*EXTRAIT DE PAGE:*
══════

D'ici à ce que la peinture revienne à la mode…
Il s'agit d'une bande dessinée de 56 pages, en couleurs. Elle est initialement parue en 2016, écrite par Nathalie Heinich, dessinée Benoît Feroumont, et mise en couleurs par Sarah Marchand. Elle fait partie de la collection intitulée La petite bédéthèque des savoirs, éditée par Le Lombard. Cette collection s'est fixé comme but d'explorer le champ des sciences humaines et de la non-fiction. Elle regroupe donc des bandes dessinées didactiques, associant un spécialiste à un dessinateur, en proscrivant la forme du récit de fiction. Il s'agit donc d'une entreprise de vulgarisation sous une forme qui se veut ludique.
Comme la collection l'indique, ainsi que son objectif, il s'agit d'une bande dessinée qui présente et explique ce qu'est le métier d'artiste contemporain. Elle se présente sous une forme assez petite, 13,9cm*19,6cm. Elle commence par un avant-propos de David Vandermeulen de 5 pages, très en verve. Il commence par évoquer la représentation de l'art contemporain dans 2 épisodes de la série télévisuelle Columbo, l'un de 1971, l'autre de 1975, pour une caricature bas du front de l'art contemporain, incarnant son rejet par une partie significative du public, et même de quelques artistes. Ce phénomène est désigné par le terme : la querelle de l'art contemporain. Il situe la rupture dans les ready-made de Marcel Duchamp (1887-1968), et en particulier sa célèbre fontaine (un urinoir renversé). Il évoque le paradoxe de ce désamour, et de l'affluence record pour la rétrospective Jeff Koons (plasticien, né en 1965) au Grand Palais en 2014. Il souligne encore la défiance du milieu artistique vis-à-vis d'une approche sociologique de leur pratique. Enfin il introduit la bande dessinée en elle-même.
La bande dessinée s'ouvre avec la mise en scène de Nathalie Heinich donnant une conférence sur les artistes contemporains dans une école de beaux-arts en province. Elle commence par expliciter la rupture de l'art contemporain d'avec l'art moderne, en particulier l'abandon des supports traditionnels comme la peinture ou la sculpture. Elle indique qu'en une génération le nombre d'artistes inscrits à La Maison des Artistes a triplé en une génération. Elle évoque ensuite la carrière des jeunes gens fraîchement diplômés qui constituent son assistance, par le biais de la trajectoire professionnelle de 3 exemples : Anatole peintre moderne, Jules artiste contemporain porté par les institutions, Edmond artiste contemporain rencontrant un début de succès international.

══════

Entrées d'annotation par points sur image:
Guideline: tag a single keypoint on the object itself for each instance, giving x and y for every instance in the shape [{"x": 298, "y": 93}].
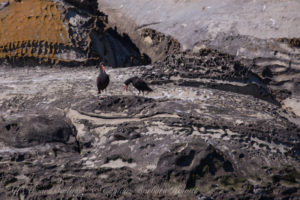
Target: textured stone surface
[
  {"x": 220, "y": 124},
  {"x": 61, "y": 32},
  {"x": 264, "y": 33},
  {"x": 178, "y": 142}
]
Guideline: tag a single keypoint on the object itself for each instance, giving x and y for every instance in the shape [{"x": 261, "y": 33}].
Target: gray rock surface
[
  {"x": 177, "y": 142},
  {"x": 264, "y": 33},
  {"x": 220, "y": 124}
]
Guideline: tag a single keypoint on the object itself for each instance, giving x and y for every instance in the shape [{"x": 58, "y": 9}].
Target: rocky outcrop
[
  {"x": 251, "y": 31},
  {"x": 216, "y": 125},
  {"x": 68, "y": 33},
  {"x": 179, "y": 142}
]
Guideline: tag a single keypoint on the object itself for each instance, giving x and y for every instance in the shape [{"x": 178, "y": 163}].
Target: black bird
[
  {"x": 138, "y": 83},
  {"x": 102, "y": 79}
]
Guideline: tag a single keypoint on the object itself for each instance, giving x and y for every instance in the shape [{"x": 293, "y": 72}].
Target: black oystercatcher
[
  {"x": 138, "y": 83},
  {"x": 102, "y": 79}
]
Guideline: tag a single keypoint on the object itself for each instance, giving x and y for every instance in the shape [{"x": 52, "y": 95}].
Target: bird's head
[{"x": 125, "y": 87}]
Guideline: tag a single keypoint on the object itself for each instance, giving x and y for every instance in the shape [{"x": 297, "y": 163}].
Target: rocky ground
[
  {"x": 60, "y": 139},
  {"x": 223, "y": 121}
]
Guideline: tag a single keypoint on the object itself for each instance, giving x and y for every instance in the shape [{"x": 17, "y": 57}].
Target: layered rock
[
  {"x": 45, "y": 32},
  {"x": 178, "y": 142}
]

══════

*CONSIGNE:*
Recopiez fidèlement, dans l'extrait sur la bande dessinée consacrée au métier d'artiste contemporain, le passage allant de « D'ici à ce que » jusqu'à « se veut ludique. ». Ces items sont sans aucun lien avec l'extrait.

*RÉPONSE COMPLÈTE:*
D'ici à ce que la peinture revienne à la mode…
Il s'agit d'une bande dessinée de 56 pages, en couleurs. Elle est initialement parue en 2016, écrite par Nathalie Heinich, dessinée Benoît Feroumont, et mise en couleurs par Sarah Marchand. Elle fait partie de la collection intitulée La petite bédéthèque des savoirs, éditée par Le Lombard. Cette collection s'est fixé comme but d'explorer le champ des sciences humaines et de la non-fiction. Elle regroupe donc des bandes dessinées didactiques, associant un spécialiste à un dessinateur, en proscrivant la forme du récit de fiction. Il s'agit donc d'une entreprise de vulgarisation sous une forme qui se veut ludique.